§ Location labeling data
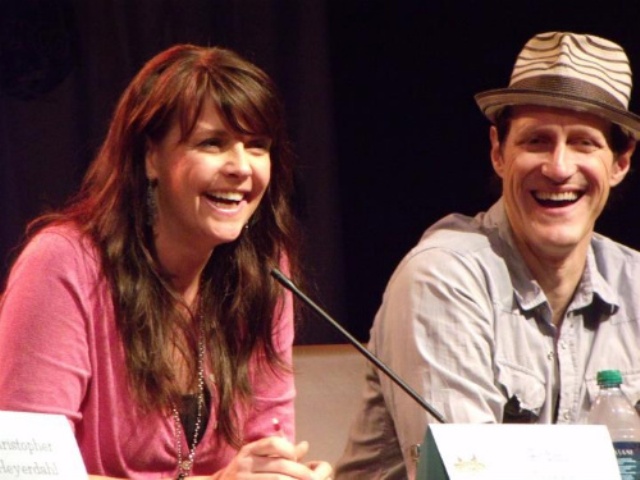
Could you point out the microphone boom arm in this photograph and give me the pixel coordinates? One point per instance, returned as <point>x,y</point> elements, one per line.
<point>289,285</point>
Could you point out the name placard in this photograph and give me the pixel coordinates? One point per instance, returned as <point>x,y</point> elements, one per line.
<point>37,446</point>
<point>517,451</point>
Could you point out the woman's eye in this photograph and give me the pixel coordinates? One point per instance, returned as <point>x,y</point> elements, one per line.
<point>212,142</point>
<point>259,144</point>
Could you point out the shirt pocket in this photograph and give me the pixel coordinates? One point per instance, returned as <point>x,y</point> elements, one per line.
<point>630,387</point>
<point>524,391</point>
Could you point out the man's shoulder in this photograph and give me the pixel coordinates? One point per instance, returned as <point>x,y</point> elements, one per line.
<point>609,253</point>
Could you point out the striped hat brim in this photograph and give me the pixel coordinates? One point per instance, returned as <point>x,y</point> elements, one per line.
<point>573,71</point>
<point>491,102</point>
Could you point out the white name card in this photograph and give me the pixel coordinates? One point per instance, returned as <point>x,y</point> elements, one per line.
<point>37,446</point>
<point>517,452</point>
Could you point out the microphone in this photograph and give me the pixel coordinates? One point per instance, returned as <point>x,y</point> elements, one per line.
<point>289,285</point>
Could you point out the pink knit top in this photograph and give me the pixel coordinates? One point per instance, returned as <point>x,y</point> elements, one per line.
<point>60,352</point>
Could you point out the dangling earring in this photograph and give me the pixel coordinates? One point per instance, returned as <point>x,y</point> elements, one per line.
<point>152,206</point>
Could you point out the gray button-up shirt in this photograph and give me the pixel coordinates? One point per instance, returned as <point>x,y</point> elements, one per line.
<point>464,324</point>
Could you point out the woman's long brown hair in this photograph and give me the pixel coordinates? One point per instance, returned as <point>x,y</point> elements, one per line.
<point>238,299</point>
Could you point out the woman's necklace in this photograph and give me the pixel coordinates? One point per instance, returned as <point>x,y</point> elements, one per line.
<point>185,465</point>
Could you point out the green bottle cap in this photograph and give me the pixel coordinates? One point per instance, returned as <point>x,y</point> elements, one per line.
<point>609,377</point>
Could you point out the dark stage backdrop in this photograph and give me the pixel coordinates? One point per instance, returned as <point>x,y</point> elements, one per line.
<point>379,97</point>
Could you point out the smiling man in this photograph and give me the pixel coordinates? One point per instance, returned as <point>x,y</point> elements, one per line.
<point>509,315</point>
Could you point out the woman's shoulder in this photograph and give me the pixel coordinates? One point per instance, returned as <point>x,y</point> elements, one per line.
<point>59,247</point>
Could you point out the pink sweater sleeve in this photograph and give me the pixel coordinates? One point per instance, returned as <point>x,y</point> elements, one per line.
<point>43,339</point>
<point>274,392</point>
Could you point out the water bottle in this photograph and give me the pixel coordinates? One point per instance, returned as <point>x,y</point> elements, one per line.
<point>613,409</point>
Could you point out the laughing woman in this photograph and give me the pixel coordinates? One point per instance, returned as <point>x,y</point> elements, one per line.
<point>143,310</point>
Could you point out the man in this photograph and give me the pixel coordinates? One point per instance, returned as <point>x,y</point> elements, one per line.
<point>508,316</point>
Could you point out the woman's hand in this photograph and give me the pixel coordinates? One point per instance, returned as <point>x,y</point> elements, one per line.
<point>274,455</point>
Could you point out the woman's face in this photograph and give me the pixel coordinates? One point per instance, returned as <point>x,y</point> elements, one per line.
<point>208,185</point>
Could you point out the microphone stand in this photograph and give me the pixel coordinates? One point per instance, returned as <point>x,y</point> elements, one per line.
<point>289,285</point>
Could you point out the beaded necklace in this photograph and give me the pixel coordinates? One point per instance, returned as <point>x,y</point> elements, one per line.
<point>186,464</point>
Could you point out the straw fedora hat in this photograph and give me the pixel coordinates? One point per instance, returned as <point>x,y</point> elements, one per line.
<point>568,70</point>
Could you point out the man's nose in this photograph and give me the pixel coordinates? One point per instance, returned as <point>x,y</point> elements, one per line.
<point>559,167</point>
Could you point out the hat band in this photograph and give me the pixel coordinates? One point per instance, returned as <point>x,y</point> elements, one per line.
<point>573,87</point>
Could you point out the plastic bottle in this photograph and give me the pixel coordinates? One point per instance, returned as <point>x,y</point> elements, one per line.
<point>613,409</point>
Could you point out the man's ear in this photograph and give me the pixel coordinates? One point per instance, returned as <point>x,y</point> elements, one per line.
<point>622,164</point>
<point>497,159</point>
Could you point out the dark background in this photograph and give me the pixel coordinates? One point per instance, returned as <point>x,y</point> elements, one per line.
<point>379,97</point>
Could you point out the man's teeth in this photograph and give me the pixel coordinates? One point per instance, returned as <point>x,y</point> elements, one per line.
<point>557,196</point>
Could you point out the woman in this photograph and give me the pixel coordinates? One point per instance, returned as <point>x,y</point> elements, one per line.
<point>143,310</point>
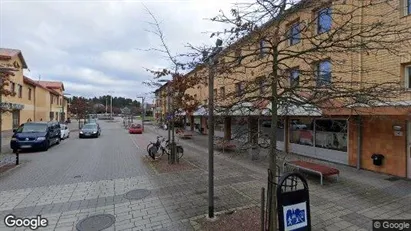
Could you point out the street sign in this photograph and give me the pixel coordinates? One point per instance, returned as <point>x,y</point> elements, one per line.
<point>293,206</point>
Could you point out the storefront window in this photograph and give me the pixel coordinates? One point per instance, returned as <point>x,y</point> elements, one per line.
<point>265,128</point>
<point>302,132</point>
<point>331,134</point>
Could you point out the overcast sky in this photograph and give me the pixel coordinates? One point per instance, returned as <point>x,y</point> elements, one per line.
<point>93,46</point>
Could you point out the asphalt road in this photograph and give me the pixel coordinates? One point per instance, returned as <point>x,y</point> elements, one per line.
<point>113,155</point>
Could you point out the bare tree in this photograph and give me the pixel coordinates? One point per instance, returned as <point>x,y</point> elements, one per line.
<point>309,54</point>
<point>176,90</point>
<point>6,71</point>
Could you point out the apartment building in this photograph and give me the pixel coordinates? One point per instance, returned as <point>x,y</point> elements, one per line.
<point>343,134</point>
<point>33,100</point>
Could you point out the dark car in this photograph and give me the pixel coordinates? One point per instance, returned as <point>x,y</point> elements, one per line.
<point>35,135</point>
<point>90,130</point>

§ Do this
Copy all of the data above word for word, leaving out the pictures.

§ Solution for this problem
Could you point out the microphone boom arm in this photograph and give me the pixel coordinates? One point per instance, returned as <point>x,y</point> elements, one per line.
<point>289,285</point>
Could you point out the name placard in this photograph and give me the pixel coordinates? One point per instance, returned as <point>x,y</point> elements, one per line.
<point>37,446</point>
<point>517,451</point>
Could you point out the woman's eye in this photograph and give me the pixel coordinates? One point per instance, returned as <point>x,y</point> elements, one per line.
<point>212,142</point>
<point>259,144</point>
Could you point out the shirt pocket in this photograph and give me the pixel coordinates? One point per instance, returned as <point>x,y</point> elements, one per line.
<point>630,387</point>
<point>524,391</point>
Could you point out the man's shoulder in this photograph and give me the pixel coordinates? One point per instance, returned as <point>x,y</point> elements, one per line.
<point>609,253</point>
Could you point out the striped hat brim in this photograph and give me the pixel coordinates? One point per instance, returned as <point>x,y</point> elements, one per line.
<point>573,71</point>
<point>491,102</point>
Could you point out the white name card in this photograph and give me the pixel coordinates? One point per instance, returned as <point>x,y</point> elements, one per line.
<point>37,446</point>
<point>517,452</point>
Could you point out the microphone in this photograph and give me the pixel coordinates? One point per instance, returned as <point>x,y</point> elements, one per line.
<point>289,285</point>
Could you point out the pink knit top in this photograph and give me the pixel coordinates? One point per instance, returned as <point>x,y</point> elements, one per line.
<point>60,352</point>
Could you point out the dangling earring in this photograph and give me the pixel coordinates? One point per instance, returned as <point>x,y</point> elements, one per line.
<point>152,206</point>
Could you point out the gray button-up shirt in this photograph and give me the pixel coordinates? One point per instance, returned as <point>x,y</point> elements, one per line.
<point>464,324</point>
Could you point out the woman's long brown hair in this photograph and give me the pixel coordinates? One point per instance, returned as <point>x,y</point> elements, one per line.
<point>238,299</point>
Could you point out the woman's necklace in this photograph and give me the pixel coordinates? One point per instance, returned as <point>x,y</point> elements, one per line.
<point>185,465</point>
Could you point out the green bottle cap in this photograph and give me the pixel coordinates? One point per instance, returned as <point>x,y</point> elements, one per line.
<point>609,377</point>
Could you point out the dark stage backdrop in this photograph and give me the pixel coordinates? One point per instance, returned as <point>x,y</point> elements, one per line.
<point>379,97</point>
Could you point out the smiling man in this photograph and give me the pixel coordinates? One point per instance, returned as <point>x,y</point> elements, one per line.
<point>509,315</point>
Could you point out the woman's shoulder in this photograph and give me the pixel coordinates? One point per instance, returned as <point>x,y</point> elements, one per line.
<point>59,247</point>
Could you point out the pink sweater sleeve in this photograph and give me the pixel coordinates? One point per instance, returned as <point>x,y</point> elements, one per line.
<point>43,339</point>
<point>274,392</point>
Could you point out the water bottle in this photograph and give me the pixel coordinates? One point per instance, returned as <point>x,y</point> elements, one per line.
<point>613,409</point>
Could you point out the laughing woman in this photograph and give me the pixel coordinates? One point per instance, returned as <point>x,y</point> elements, one per line.
<point>143,310</point>
Could you point out the man in this photograph and give me the pixel coordinates? One point per instance, returned as <point>x,y</point> elements, one per line.
<point>508,316</point>
Could you point out the woman's hand in this photograph and give me the pixel coordinates? One point per instance, returned as <point>x,y</point> elements, one per line.
<point>274,455</point>
Could you point out the woman's face in this photograph and give me the pixel coordinates? One point per instance, returned as <point>x,y</point> elements, one per line.
<point>208,185</point>
Could you point out the microphone stand in this photograph and give me the pixel coordinates? One point per instance, returned as <point>x,y</point> elements, one per line.
<point>289,285</point>
Could you point out the beaded necklace in this photograph and give me the pixel coordinates? One point per instance, returned as <point>x,y</point> elements, one per line.
<point>186,464</point>
Could you point out the straw fedora hat in this photograph and give me the pixel coordinates? One point per instance, returned as <point>x,y</point> elements, one per line.
<point>568,70</point>
Could you point out the man's nose in this photograph and give me the pixel coordinates? One point per instance, returned as <point>x,y</point> elements, one per line.
<point>559,167</point>
Could you point out the hat band in this photograph and give me the pixel coordinates? One point per instance, returned as <point>x,y</point> elements, one per line.
<point>573,87</point>
Could you point out the plastic bottle in this photograph and give me the pixel coordinates? One point per instance, returned as <point>x,y</point> elements, one per line.
<point>613,409</point>
Could you point out the man's ear in this photograph and give me the pixel coordinates? One point per instance, returned as <point>x,y</point> elements, one per line.
<point>622,164</point>
<point>497,159</point>
Could you point out the dark background in this photograph and give me the pixel coordinates? One point per instance, returned as <point>x,y</point> elements, one per line.
<point>379,97</point>
Could you point out the man's teeth in this photograph and give me the pixel coordinates? One point per instance, returned as <point>x,y</point> elements, one per line.
<point>557,196</point>
Could you point out the woman in this photograph and give me the pixel coordinates? One point per instance, returned as <point>x,y</point> elements, one per line.
<point>143,310</point>
Could you point out the street sign in this photograph and give me the pixel coordinates? One point per instance, returned as <point>x,y</point> elements, one per line.
<point>293,206</point>
Could you point out the storefront window in this photograph and give me the pixel coordinates? One point per instance, returned as <point>x,y</point> elements, one per line.
<point>265,128</point>
<point>302,132</point>
<point>331,134</point>
Could you point out the overcast sky in this photograph and give me the pixel coordinates? One point per instance, returned as <point>x,y</point> elements, one per line.
<point>93,46</point>
Could you point out the asphalt road in this photograph and give me the pixel coordinates? One point per instance, returned as <point>x,y</point> elements, one per line.
<point>113,155</point>
Could you point out the bare tree in this photograph and give me the pixel coordinates? One point per instance, returned as <point>x,y</point> elements, one per line.
<point>309,54</point>
<point>176,90</point>
<point>6,71</point>
Could you point out the apartment building in this photograph and give me the pixel coordinates? One point per instance, returned as <point>x,y</point> elements, one per line.
<point>343,134</point>
<point>33,100</point>
Could you point out the dark car in this photograph and give me the pixel coordinates? One point per instance, returned as <point>x,y</point> elements, one per line.
<point>35,135</point>
<point>90,130</point>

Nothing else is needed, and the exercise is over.